» Task statement: Skip the images and copy each record exactly as written.
## start Data excerpts
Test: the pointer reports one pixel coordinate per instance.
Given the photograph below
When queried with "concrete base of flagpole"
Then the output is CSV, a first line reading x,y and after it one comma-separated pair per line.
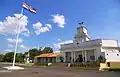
x,y
13,68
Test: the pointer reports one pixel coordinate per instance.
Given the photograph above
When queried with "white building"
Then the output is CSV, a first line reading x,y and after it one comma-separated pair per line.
x,y
89,49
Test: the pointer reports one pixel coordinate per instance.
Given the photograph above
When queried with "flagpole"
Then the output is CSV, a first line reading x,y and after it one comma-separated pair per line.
x,y
17,37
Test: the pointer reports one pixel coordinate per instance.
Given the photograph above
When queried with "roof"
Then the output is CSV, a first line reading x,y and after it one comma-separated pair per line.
x,y
47,55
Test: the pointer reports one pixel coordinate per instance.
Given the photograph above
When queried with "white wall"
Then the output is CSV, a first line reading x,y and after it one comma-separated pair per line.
x,y
109,50
109,43
112,57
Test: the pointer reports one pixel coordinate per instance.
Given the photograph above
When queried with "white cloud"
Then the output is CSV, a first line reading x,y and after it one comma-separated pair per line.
x,y
23,46
8,50
49,26
59,39
13,41
11,23
57,45
39,28
10,46
59,20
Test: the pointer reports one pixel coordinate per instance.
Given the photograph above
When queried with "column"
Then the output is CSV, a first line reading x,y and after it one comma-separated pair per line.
x,y
85,56
64,56
74,56
95,54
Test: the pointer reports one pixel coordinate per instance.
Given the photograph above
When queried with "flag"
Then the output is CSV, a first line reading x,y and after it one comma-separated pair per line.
x,y
28,7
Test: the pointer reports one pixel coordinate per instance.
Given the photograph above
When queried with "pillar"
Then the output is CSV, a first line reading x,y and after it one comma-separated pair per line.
x,y
95,55
64,56
85,56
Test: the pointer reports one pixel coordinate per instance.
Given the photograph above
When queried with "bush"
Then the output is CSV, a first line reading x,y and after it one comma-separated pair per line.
x,y
41,64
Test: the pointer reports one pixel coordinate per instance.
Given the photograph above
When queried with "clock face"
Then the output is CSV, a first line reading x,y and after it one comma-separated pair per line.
x,y
84,30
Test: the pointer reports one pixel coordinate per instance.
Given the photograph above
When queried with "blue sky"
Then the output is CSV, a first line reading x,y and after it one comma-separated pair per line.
x,y
101,17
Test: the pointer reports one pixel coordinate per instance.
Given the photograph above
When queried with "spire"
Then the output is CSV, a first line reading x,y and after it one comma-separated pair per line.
x,y
82,34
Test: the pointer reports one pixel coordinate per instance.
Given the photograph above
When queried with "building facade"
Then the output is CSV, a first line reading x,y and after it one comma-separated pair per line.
x,y
83,46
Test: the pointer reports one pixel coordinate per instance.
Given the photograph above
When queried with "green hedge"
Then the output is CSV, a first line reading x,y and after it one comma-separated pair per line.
x,y
89,64
41,64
## end Data excerpts
» Exercise answer:
Test: the pointer reports one pixel coordinate per instance.
Given the photograph below
When queried with "concrete base of flagpole"
Then the output is CSV, a first line reading x,y and after it one comma-separated pair per line.
x,y
13,68
Test: the pointer reports one pixel coordinate per instance.
Given the photograph above
When queried with "white building"
Then the output is CSV, a first line reading x,y and after it one comma-separated pair per line.
x,y
89,49
Test: the pointer reports one pixel coordinate per instance.
Given the photograph above
When queried with "flagpole"
Then the output is CSV, a first line reading x,y and after it one comma-separated pair per line.
x,y
17,37
Test: the pointer reports one pixel coordinate per instance.
Given the photograph above
When queried with "roof"
Then the output is CSV, a first line reading x,y and after it one comma-separated pair per line.
x,y
47,55
Test: the pointer reports one pixel coordinate per instance.
Given the photograph above
When queried with "white wall"
Then the output is CSV, a first line reading x,y and after it one comma-separated pair per line.
x,y
109,50
109,43
112,57
Test: the pointer reports one pixel coordinate per instance.
Given the photograph above
When queried with "white cloud"
Then the output is CSV, a first line reading x,y and after it one comma-separated pair per line.
x,y
23,46
8,50
49,26
59,39
13,41
11,23
57,45
39,28
10,46
59,20
Test: the pointer reports one pixel coordinate per instance.
Given the photograph above
When queried with "column"
Then the output is CSV, a first line reading x,y and after it one comma-separated pair per line.
x,y
85,56
64,56
74,56
95,54
Test: the pointer reports one pixel coordinate per instance.
Given the photograph above
When queried with "flag"
Then the output is CSV, a first line reading x,y and after it one comma-separated pair per line.
x,y
28,7
Test: the pointer reports one pixel coordinate per instance.
Given the photograph above
When queried with "pillar"
Then the output is CSV, a first line reading x,y and after it one comma-separated pair per line.
x,y
95,55
64,56
85,56
Test: the pointer reports one pixel coordinate per instance.
Given the photograph above
When queried with "bush"
Then the output is CSV, a first line reading x,y and after it one comma-separated pair per line.
x,y
41,64
Test: the pointer reports one pixel coordinate per instance.
Given the photograph above
When queried with "clock face"
Then the output is CSV, a first line reading x,y and after it one comma-separated pair per line.
x,y
84,30
Test: the pointer reports one pixel coordinate per instance.
Given the photograph above
When queried with "blue sky"
Then the output is CSV, a first line reading x,y and after it one comma-separated pair per line.
x,y
101,17
Test: the pointer reports one pixel coordinate per instance.
Given the photograph above
When queried with "spire"
Then the output is CSV, a first line reading x,y and after it one comma-separated pair per line.
x,y
82,34
Test: the pointer reports one pixel coordinate per instance.
Given the photograph above
When queried with "building facade"
Then the output is CSV, a first line reading x,y and after it one comma-separated pair per line.
x,y
83,46
Test: the pointer reports one pixel coordinate per instance.
Given the photograph above
When queried with "green hedge"
Then the output is CSV, a first line reading x,y and after it one comma-separated pair per line.
x,y
89,64
41,64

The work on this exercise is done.